[BEGIN Text]

Icon: John Shirley-Quirk
Michael McManus
Friday, January 3, 2025
Michael McManus celebrates a 20th-century bass-baritone of choice who worked with Britten, creating many of his operatic roles, and made important recordings for Tippett
![John Shirley-Quirk (photo: Clive Barda / ArenaPAL)](/media/254638/john-shirley-quirk.jpg?&width=780&quality=60)
On the occasions that I heard John Shirley-Quirk sing, he was supposedly in the twilight of his career, being well into his fifties or sixties; but he was never less than superb, rock solid in intonation, with perfect diction and inflection. He was also charming to meet, slightly diffident perhaps, but engaging and warm. It would have been easy for me to have put him on a figurative pedestal, for his name conjured up for me the unique qualities of a lost golden era – in both concert hall and recording venue – that had only recently ended, having centred on the extraordinary figure of Benjamin Britten and a time when England really did stand at the forefront of world music-making.
Britten was notoriously mercurial at times, but he did assemble a devoted musical repertory company, all but a tiny handful of whom have now, sadly, passed on. We think of Sviatoslav Richter, Julian Bream, Peter Pears (of course), Heather Harper, Josephine Veasey, Robert Tear, Janet Baker and – always propping everything up vocally – Shirley-Quirk himself.

[END Text]
[BEGIN Dataset entries]

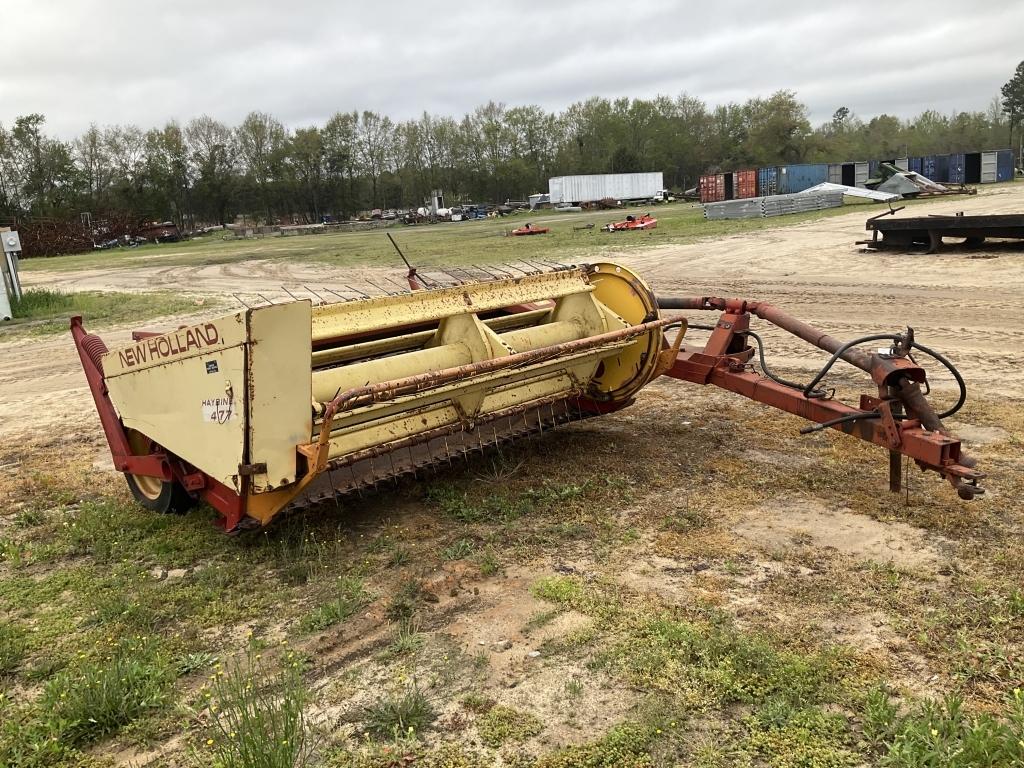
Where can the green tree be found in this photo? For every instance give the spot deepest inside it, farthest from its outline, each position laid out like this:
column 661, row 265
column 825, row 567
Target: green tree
column 1013, row 98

[END Dataset entries]

Required work
1 - In the article about John Shirley-Quirk, the lost golden era is said to have centered on which composer?
2 - Carry on the article about John Shirley-Quirk from the point where it stops.
The lines are separate material and have nothing to do with the article.

Answers to each task
1 - Benjamin Britten

2 -
As a boy growing up in Liverpool, Shirley-Quirk had sung and learnt the violin, and although it was chemistry that he studied at the city’s university, he did receive favourable notices for singing some of Copland’s Old American Songs for the music society there in 1953 (the first set of these, coincidentally, had been premiered in 1950 in Aldeburgh by Pears and Britten). He went on to become a chemistry teacher at a west London college that later became part of Brunel University.
Shirley-Quirk never stopped singing, though; and he never stopped working on his technique, which he honed by taking part in numerous semi-professional performances, usually in churches and smaller halls, covering repertoire such as Bach cantatas and Mendelssohn’s St Paul. He studied with Roy Henderson (who also taught Kathleen Ferrier) and in 1961 became a lay clerk at St Paul’s Cathedral, London. In the same year, he was understudy for the role of Gregor Mittenhofer in the UK premiere run of Henze’s Elegy for Young Lovers at Glyndebourne; on July 23 he did sing the role, albeit only from the wings, while Carlos Alexander, who’d lost his voice, mimed the part on stage. In Christmas week 1961, he was still to be found singing seasonal repertoire for the Haywards Heath Music Club, but the following year was rewarded with a full role at Glyndebourne: the Doctor in Pelléas et Mélisande, which he repeated in 1963.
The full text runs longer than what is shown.